→ TEXT BLOCK
━━━━━━━━━━━━━━━━
Classification = Predicting categories.

1️⃣ What is Classification?

Classification predicts discrete labels.

Examples:

Spam / Not Spam
Pass / Fail
Yes / No
Cat / Dog

Unlike regression:

Regression → continuous output
Classification → categorical output

2️⃣ Types of Classification

🔹 Binary Classification

Two classes:

0 or 1
Yes or No

🔹 Multi-class Classification

More than two classes:

Grade A, B, C
Type 1, 2, 3

Now we move to algorithms in your syllabus.

3️⃣ K-Nearest Neighbors (KNN)

One of the simplest algorithms.

Core Idea:

To classify a new data point:

Look at K nearest data points
Take majority vote

How KNN Works

Choose K (e.g., 3 or 5)
Calculate distance (usually Euclidean)
Pick nearest K points
Majority class wins

Euclidean Distance Formula

d = √((x₁ - x₂)² + (y₁ - y₂)²)

Important:

Small K → high variance
Large K → high bias

4️⃣ Naive Bayes

Based on Bayes Theorem.

P(A|B) = P(B|A)P(A) / P(B)

Used heavily in:

Spam filtering
Text classification

Why "Naive"?

Because it assumes features are independent.

Which is rarely true in real life.

But works surprisingly well.

5️⃣ Decision Tree

One of the most intuitive models.

It splits data based on conditions.

Example:

If age > 25 → then check salary → then classify

How It Decides Splits

Uses:

Gini Index
Entropy
Information Gain

Problem:

Decision trees can overfit easily.

6️⃣ Support Vector Machine (SVM)

One of the most powerful classifiers.
━━━━━━━━━━━━━━━━
→ TASK OBJECTIVE
Reproduce the passage of the classification overview starting at "Because it assumes" and ending at "most intuitive models.". The data after this text is not required for anything here.

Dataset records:
━━━━━━━━━━━━━━━━
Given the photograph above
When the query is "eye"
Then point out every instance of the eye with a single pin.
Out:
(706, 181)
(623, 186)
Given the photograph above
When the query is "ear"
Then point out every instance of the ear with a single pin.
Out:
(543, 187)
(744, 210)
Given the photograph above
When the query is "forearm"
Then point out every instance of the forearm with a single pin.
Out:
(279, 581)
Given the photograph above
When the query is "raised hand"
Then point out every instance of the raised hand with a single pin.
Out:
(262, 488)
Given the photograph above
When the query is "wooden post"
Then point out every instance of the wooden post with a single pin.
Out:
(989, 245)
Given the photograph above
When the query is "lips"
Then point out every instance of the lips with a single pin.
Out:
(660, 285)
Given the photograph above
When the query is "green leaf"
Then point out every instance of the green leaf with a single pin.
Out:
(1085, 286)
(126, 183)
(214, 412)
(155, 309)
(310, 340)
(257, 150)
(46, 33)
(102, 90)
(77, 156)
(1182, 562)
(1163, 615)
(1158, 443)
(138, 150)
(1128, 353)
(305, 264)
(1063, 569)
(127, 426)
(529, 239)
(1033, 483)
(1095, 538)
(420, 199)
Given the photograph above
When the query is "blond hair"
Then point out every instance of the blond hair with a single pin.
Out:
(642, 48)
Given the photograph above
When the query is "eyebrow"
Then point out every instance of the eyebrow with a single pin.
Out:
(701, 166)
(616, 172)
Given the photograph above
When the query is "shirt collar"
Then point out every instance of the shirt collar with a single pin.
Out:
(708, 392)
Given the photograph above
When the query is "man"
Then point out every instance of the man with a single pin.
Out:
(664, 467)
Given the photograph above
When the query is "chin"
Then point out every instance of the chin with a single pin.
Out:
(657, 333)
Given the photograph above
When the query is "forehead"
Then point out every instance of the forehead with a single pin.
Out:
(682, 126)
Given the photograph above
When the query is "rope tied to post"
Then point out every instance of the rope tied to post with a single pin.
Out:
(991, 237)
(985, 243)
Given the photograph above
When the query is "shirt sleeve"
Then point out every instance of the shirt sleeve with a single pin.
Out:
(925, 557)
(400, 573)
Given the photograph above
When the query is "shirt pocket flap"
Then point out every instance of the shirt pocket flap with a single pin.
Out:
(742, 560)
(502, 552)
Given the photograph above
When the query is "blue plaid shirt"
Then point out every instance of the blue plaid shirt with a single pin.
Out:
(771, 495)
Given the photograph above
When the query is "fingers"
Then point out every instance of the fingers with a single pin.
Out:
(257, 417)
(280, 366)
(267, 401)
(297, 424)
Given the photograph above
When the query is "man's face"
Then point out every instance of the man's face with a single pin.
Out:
━━━━━━━━━━━━━━━━
→ RESPONSE FOR THIS EXERCISE
Because it assumes features are independent.

Which is rarely true in real life.

But works surprisingly well.

5️⃣ Decision Tree

One of the most intuitive models.